TEXT:

On Tue, Jul 10, 2018 at 05:35:58PM +0300, Heikki Linnakangas wrote:
> Thanks for picking this up!
> 
> (I hope this gets through the email filters this time, sending a shell
> script seems to be difficult. I also trimmed the CC list, if that helps.)
> 
> On 04/07/18 07:59, Michael Paquier wrote:
>> Hence I propose the patch attached which disables the TRUNCATE and COPY
>> optimizations for two cases, which are the ones actually causing
>> problems.  One solution has been presented by Simon here for COPY, which
>> is to disable the optimization when there are no blocks on a relation
>> with wal_level = minimal:
>> https://www.postgresql.org/message-id/CANP8+jKN4V4MJEzFN_iEtdZ+1oM=yetxvmuu1yk4umxqy2g...@mail.gmail.com
>> For back-patching, I find that really appealing.
> 
> This fails in the case that there are any WAL-logged changes to the table
> while the COPY is running. That can happen at least if the table has an
> INSERT trigger, that performs operations on the same table, and the COPY
> fires the trigger. That scenario is covered by the little bash script I
> posted earlier in this thread
> (https://www.postgresql.org/message-id/55AFC302.1060805%40iki.fi). Attached
> is a new version of that script, updated to make it work with v11.

EXTRACTED DATA:
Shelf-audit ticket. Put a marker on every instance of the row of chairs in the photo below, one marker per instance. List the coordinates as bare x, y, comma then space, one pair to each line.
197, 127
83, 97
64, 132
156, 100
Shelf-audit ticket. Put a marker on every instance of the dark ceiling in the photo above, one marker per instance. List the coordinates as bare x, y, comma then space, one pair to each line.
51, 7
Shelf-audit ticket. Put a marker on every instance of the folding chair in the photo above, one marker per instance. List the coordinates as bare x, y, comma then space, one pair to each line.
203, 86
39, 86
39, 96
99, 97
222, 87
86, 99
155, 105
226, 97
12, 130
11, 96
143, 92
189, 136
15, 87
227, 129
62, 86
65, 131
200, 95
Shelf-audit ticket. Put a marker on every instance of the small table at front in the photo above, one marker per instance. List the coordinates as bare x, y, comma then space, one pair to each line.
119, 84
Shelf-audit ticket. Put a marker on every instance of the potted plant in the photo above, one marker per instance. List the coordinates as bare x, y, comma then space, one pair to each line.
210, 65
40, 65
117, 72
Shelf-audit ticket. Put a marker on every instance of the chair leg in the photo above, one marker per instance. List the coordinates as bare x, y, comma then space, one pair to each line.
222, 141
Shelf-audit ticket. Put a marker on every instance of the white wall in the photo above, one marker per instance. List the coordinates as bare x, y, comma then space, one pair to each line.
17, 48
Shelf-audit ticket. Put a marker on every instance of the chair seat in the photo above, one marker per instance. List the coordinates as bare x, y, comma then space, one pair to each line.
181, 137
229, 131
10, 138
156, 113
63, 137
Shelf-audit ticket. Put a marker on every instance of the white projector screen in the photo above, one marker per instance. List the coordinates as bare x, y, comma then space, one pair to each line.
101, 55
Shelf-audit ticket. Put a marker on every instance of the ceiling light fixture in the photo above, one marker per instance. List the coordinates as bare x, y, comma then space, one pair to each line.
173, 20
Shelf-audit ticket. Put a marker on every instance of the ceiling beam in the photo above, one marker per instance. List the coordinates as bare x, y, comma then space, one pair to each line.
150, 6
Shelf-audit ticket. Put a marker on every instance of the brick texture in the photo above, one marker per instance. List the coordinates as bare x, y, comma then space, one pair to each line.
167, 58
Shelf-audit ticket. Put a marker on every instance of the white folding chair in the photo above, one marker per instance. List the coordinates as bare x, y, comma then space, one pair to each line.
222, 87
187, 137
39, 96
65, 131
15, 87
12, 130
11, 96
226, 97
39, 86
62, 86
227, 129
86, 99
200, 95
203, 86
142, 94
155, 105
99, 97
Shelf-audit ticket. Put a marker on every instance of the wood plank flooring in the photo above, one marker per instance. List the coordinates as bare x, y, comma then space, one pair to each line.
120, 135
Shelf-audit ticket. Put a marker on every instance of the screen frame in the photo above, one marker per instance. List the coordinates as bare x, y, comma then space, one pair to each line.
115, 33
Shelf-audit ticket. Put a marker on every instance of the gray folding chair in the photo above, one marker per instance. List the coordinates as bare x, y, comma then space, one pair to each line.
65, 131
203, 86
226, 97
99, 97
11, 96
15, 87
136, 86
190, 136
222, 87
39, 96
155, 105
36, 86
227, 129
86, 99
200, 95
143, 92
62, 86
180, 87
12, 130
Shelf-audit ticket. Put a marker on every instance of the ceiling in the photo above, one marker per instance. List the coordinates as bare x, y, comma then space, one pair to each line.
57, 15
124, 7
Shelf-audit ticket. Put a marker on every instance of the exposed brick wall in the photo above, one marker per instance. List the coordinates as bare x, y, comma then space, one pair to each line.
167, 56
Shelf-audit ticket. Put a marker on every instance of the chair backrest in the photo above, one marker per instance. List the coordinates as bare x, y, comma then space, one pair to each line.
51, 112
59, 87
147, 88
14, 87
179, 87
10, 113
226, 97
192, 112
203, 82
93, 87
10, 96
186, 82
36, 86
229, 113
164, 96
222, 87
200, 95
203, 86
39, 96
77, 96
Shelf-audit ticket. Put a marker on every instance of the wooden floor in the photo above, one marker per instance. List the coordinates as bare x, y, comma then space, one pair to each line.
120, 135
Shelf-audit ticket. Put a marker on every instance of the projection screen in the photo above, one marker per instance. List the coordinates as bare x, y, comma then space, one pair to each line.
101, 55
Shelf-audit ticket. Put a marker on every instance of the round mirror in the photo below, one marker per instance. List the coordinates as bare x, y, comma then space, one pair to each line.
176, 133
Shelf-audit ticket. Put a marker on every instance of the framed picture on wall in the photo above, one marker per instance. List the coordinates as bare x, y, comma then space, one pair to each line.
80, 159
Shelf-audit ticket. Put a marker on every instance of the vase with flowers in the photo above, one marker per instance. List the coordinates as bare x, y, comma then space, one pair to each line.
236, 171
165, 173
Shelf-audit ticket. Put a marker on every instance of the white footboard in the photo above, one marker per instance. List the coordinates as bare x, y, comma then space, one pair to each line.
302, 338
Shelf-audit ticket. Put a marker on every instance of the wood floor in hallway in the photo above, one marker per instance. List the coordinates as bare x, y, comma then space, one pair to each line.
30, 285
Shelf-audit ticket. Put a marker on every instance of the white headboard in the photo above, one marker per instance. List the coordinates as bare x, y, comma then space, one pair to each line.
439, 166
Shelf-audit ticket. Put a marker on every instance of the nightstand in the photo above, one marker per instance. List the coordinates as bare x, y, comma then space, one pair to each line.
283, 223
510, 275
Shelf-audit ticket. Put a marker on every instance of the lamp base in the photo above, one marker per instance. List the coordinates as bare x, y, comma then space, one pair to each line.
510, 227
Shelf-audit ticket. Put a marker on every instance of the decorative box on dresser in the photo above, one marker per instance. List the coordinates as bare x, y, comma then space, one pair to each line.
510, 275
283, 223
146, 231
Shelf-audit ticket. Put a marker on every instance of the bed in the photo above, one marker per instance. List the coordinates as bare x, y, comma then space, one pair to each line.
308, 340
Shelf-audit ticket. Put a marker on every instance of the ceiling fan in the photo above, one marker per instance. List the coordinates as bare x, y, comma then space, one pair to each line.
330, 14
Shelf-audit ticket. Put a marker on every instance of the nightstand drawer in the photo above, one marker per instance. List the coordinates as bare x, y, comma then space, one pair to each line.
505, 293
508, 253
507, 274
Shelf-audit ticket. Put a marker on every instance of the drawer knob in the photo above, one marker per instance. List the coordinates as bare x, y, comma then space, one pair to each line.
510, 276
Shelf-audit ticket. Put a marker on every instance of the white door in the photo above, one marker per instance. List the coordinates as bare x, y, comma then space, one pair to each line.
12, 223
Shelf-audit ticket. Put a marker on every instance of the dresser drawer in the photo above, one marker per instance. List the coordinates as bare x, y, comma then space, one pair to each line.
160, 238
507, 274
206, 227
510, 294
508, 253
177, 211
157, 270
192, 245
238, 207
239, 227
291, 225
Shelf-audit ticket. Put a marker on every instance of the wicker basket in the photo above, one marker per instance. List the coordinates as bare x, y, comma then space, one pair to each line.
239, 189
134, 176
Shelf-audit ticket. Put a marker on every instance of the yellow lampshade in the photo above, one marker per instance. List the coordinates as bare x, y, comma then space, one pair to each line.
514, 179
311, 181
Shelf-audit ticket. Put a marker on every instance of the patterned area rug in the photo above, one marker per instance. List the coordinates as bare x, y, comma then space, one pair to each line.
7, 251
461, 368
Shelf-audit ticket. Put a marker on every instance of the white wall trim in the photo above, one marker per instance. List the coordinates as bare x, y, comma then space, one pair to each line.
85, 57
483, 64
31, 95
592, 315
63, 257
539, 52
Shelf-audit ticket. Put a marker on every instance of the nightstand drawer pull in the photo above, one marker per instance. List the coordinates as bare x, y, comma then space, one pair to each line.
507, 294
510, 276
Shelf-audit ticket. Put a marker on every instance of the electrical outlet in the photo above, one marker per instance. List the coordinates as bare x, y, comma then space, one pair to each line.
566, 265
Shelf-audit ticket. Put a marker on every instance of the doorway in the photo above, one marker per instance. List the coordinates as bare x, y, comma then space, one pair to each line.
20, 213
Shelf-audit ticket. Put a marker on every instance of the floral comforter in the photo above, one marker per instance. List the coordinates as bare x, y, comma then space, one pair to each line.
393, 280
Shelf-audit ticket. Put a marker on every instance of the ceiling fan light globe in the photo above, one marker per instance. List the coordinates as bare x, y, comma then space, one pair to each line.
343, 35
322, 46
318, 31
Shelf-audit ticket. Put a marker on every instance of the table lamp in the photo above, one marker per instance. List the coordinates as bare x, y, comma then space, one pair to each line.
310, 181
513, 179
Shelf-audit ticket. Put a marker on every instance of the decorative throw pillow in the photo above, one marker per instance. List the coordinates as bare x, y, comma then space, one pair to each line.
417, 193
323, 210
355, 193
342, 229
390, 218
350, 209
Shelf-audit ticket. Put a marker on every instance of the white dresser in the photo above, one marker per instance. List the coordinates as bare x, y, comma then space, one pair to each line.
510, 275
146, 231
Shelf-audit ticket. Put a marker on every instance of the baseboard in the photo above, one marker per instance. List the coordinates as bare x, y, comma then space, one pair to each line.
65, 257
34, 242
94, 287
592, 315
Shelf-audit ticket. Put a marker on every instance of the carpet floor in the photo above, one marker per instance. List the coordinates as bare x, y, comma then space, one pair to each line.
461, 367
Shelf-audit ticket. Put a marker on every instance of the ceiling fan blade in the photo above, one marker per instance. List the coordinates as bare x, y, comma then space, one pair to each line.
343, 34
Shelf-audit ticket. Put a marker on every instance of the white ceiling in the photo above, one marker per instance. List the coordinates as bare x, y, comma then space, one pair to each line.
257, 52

PROBLEM SET:
1. Duplicate the stretch of the email from "On Tue, Jul" through "if that helps.)".
2. In the email, what kind of trigger can cause WAL-logged changes to the table while the COPY is running?
The rows come from a different source than the email.

ANSWERS GIVEN:
1.
On Tue, Jul 10, 2018 at 05:35:58PM +0300, Heikki Linnakangas wrote:
> Thanks for picking this up!
> 
> (I hope this gets through the email filters this time, sending a shell
> script seems to be difficult. I also trimmed the CC list, if that helps.)

2. An INSERT trigger that performs operations on the same table.